### Task to carry out
Turn all of the records below into a numbered list with one line per item, skipping any blank lines and leaving out the pictures.

——————————

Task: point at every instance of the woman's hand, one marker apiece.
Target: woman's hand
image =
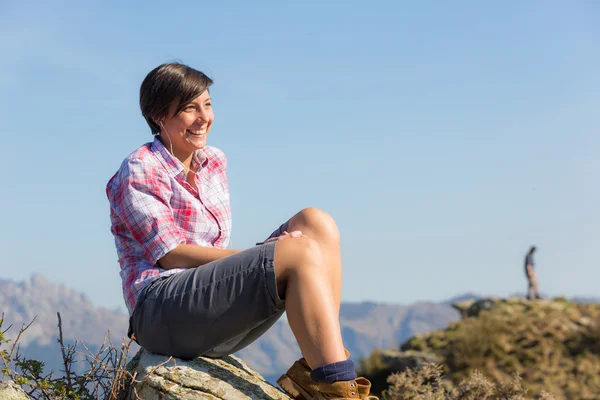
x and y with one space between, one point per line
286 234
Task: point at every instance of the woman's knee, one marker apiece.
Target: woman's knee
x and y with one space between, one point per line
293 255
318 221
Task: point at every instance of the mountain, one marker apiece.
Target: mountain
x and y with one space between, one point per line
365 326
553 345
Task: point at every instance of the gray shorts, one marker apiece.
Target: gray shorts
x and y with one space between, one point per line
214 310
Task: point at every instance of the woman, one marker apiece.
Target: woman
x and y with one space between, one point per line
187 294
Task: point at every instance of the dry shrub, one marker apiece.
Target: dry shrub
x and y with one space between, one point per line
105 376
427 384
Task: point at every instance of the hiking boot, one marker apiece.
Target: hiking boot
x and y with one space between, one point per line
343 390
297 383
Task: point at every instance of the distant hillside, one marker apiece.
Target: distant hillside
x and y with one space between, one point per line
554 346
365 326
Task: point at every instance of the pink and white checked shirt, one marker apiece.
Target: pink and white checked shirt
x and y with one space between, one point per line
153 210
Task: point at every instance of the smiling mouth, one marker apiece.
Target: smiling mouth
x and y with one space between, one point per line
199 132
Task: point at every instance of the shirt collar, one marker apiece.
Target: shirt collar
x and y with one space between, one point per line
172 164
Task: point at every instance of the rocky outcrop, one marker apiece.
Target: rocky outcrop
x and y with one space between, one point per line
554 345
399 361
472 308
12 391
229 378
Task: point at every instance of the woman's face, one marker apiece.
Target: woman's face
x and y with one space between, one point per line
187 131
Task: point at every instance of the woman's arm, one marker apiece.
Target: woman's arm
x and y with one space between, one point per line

——————————

### Answer to the exercise
1. Task: point at every instance of the woman's hand, one marker apiece.
2. Target: woman's hand
3. image =
4. x and y with one space between, one point per line
5. 286 234
6. Task: point at every instance of the woman's knee, one marker apiece.
7. Target: woman's knee
8. x and y with one space between, one point per line
9. 293 255
10. 318 221
11. Task: point at every instance of the mountain, one marker apiece.
12. Target: mountain
13. x and y with one space between, one point per line
14. 365 326
15. 553 345
16. Task: point at every instance of the gray shorts, one marker apiece.
17. Target: gray shorts
18. x and y with one space between, one point per line
19. 214 310
20. Task: point at every instance of the woman, one marker apiece.
21. Target: woman
22. x and y with one space between, one point per line
23. 187 294
24. Task: point at every instance of the dry shrub, one marker apiece.
25. Target: dry shrub
26. x and y with one space between, one point per line
27. 105 376
28. 427 384
29. Task: point at every instance of the hiking boot, one marker apiece.
30. Target: hiking boot
31. x and y with one space between, one point per line
32. 343 390
33. 297 383
34. Task: point at every instance of the distant hillside, one marker apiece.
35. Target: distant hillside
36. x and y with one space between, one point per line
37. 554 346
38. 365 326
39. Task: point at every instance of the pink and white checked shirt, one marker apiece.
40. Target: pink and white checked shirt
41. x and y with one space between, one point per line
42. 153 210
43. Task: point at every instance of the smiling mouth, one marker apiece.
44. Target: smiling mouth
45. x and y with one space between, one point per line
46. 199 132
47. Task: point at every instance of the shirt collar, one marker apiece.
48. Target: shirt collar
49. x and y with one space between, one point per line
50. 172 164
51. Task: point at every instance of the rocky outcrop, one marker apiece.
52. Target: rocky outcrop
53. x and y with one space between, one point per line
54. 554 345
55. 399 361
56. 472 308
57. 12 391
58. 229 378
59. Task: point at every instance of the woman's face, one marker apiece.
60. Target: woman's face
61. x and y with one space between, one point per line
62. 187 131
63. Task: point at every instance of the woman's arm, one marker apiece.
64. Target: woman's arm
65. x and y with one space between, one point per line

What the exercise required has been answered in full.